### TRECHO DO TEXTO
#####
Acredito que todas essas referências me são caras, pela inspiração que me trazem de seguir em frente, lutando pela liberdade plena e absoluta de criação dos povos, gosto de arte que incite ruptura, que incite transformação de padrões, que incite o mundo novo, a busca por alternativas de vida. No cinema e nas artes plásticas, ressoam em minha obra poética as imagens, o ritmo é permeado pelas minhas influências musicais. A poesia que leio, é de certa forma, minha inspiração para viver, de acordo com todo panorama que estabelecem entre arte & vida, sonho & realidade, o que busco nos poetas é sempre algum tipo de discurso capaz de gerar imagens que inspirem o desejo, e a ruptura com a moral burguesa e os bons costumes.

FM | Tenho percebido que, sobretudo em poetas nascidos a partir de 1980, há um renascimento na lírica brasileira, que é tanto na densidade da escrita, quanto na definição de uma voz própria, quanto no sentido de uma solidariedade explícita, sem que isto reflita a existência de um movimento. O que observas a este respeito?

LC | Nossa geração, ou pelo menos os artistas e poetas que gosto e tenho apreço, desta geração, esteja apta a desconstruir toda e qualquer concessão com movimentos de privação de liberdade, nós vivemos em um período em que não aceitamos mais ficar presos em caixas. Nisso, surgem poetas de expressão até então únicas em nosso país. A ruptura com a tradição do moderno nacionalista, tosco, cliché, é necessária para que possamos desenvolver a lírica de maneira universal, e quem também acredita na poesia, tem se virado pra poder construir fundamentalmente possibilidades de se manter criando fora desses padrões higienistas da linguagem e da expressão, ou seja, há diversos grupos e coletivos, que se organizam para publicar poetas novos, que desviam-se dos sulcos da obviedade na terra da poesia brasileira.
#####
### ENUNCIADO A
De acordo com a pergunta de FM no trecho do texto, poetas nascidos a partir de que ano mostram um renascimento na lírica brasileira?
As entradas não têm relação alguma com o trecho do texto.
#####
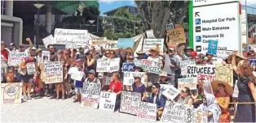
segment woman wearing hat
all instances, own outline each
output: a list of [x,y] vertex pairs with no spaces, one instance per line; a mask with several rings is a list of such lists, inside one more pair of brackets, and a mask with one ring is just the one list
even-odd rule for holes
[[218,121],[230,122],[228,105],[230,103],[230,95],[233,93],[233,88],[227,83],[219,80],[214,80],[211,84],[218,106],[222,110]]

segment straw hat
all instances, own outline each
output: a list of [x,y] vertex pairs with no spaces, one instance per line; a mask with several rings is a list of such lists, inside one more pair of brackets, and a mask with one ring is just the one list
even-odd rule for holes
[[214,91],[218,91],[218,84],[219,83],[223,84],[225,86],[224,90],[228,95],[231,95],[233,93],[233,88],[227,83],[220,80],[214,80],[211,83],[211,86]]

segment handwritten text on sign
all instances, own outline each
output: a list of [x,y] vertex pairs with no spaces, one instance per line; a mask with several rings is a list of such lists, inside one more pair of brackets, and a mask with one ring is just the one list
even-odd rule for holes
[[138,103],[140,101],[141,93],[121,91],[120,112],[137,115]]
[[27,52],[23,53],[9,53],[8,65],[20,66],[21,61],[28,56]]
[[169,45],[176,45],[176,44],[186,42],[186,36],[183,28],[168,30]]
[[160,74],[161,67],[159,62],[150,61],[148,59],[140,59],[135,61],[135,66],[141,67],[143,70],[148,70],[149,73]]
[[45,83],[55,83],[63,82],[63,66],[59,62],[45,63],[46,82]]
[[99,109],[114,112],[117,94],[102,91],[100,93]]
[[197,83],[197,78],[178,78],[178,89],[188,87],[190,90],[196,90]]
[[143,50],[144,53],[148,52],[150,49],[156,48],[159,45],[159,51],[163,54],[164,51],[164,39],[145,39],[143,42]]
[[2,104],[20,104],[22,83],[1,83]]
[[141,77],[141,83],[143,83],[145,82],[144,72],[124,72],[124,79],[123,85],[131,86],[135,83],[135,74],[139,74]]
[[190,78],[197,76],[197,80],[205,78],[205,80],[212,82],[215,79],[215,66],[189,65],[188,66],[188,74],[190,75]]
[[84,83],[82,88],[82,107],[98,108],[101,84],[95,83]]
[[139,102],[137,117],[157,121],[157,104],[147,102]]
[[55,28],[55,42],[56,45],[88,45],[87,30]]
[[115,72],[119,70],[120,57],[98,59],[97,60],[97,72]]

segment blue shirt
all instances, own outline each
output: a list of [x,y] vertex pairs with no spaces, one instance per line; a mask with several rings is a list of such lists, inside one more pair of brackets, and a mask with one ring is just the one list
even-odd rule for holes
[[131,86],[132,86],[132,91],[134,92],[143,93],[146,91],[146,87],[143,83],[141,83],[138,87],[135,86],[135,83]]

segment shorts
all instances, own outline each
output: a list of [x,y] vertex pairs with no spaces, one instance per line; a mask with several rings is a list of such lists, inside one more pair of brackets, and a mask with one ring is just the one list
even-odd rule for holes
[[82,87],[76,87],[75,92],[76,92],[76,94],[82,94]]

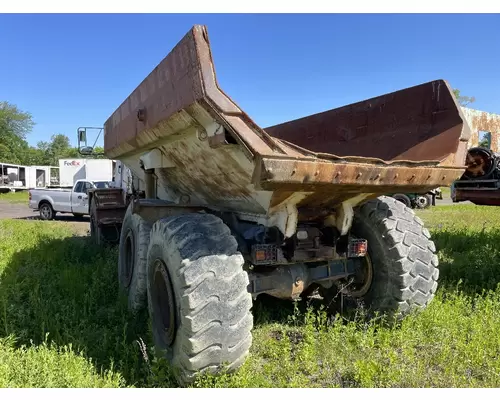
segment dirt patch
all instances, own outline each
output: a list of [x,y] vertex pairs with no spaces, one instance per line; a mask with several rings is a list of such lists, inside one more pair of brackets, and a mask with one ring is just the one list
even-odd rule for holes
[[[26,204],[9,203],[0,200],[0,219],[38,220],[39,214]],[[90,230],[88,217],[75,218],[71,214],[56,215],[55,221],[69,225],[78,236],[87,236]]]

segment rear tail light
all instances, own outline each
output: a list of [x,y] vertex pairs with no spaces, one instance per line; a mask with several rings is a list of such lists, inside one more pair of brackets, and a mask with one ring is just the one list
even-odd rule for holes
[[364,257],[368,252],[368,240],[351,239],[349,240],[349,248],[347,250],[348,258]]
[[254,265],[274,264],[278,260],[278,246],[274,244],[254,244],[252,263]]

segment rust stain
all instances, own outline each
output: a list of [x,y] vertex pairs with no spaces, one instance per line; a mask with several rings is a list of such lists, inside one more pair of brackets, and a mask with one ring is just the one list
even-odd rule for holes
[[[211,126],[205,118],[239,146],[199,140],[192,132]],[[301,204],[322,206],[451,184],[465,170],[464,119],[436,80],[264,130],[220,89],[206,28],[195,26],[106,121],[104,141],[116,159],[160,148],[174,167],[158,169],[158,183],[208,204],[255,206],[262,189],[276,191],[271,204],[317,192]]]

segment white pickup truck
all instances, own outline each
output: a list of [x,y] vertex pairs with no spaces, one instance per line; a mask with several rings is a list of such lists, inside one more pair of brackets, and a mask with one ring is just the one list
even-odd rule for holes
#####
### ENUNCIADO B
Apresente como tabela Markdown, com as colunas "Número" e "Linha", a parte das entradas que começa na linha que contém "segment rear tail light" e vai até o fim das entradas, incluindo as duas pontas e omitindo as linhas em branco.

### RESPOSTA CORRETA A
A partir de 1980.

### RESPOSTA CORRETA B
| Número | Linha |
|---|---|
| 1 | segment rear tail light |
| 2 | all instances, own outline each |
| 3 | output: a list of [x,y] vertex pairs with no spaces, one instance per line; a mask with several rings is a list of such lists, inside one more pair of brackets, and a mask with one ring is just the one list |
| 4 | even-odd rule for holes |
| 5 | [[364,257],[368,252],[368,240],[351,239],[349,240],[349,248],[347,250],[348,258]] |
| 6 | [[254,265],[274,264],[278,260],[278,246],[274,244],[254,244],[252,263]] |
| 7 | segment rust stain |
| 8 | all instances, own outline each |
| 9 | output: a list of [x,y] vertex pairs with no spaces, one instance per line; a mask with several rings is a list of such lists, inside one more pair of brackets, and a mask with one ring is just the one list |
| 10 | even-odd rule for holes |
| 11 | [[[211,126],[205,118],[239,146],[199,140],[192,132]],[[301,204],[322,206],[451,184],[465,170],[464,119],[436,80],[264,130],[220,89],[206,28],[195,26],[106,121],[104,141],[116,159],[160,148],[174,167],[158,169],[158,183],[208,204],[255,206],[262,189],[276,191],[271,204],[317,192]]] |
| 12 | segment white pickup truck |
| 13 | all instances, own outline each |
| 14 | output: a list of [x,y] vertex pairs with no spaces, one instance per line; a mask with several rings is a list of such lists, inside one more pair of brackets, and a mask with one ring is just the one list |
| 15 | even-odd rule for holes |